The request. Rewrite all the data below as a two-column CSV with the headers input and output, one row for each input and its output. Put each value in a quoted field and replace line breaks with spaces.

:::

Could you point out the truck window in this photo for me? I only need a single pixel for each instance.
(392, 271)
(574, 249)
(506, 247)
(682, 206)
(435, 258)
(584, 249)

:::

The completed task.
input,output
"Could you point out the truck window in this photo for me? I only need a single pixel for each instance.","(392, 271) (574, 249) (506, 247) (682, 206) (435, 258) (584, 249)"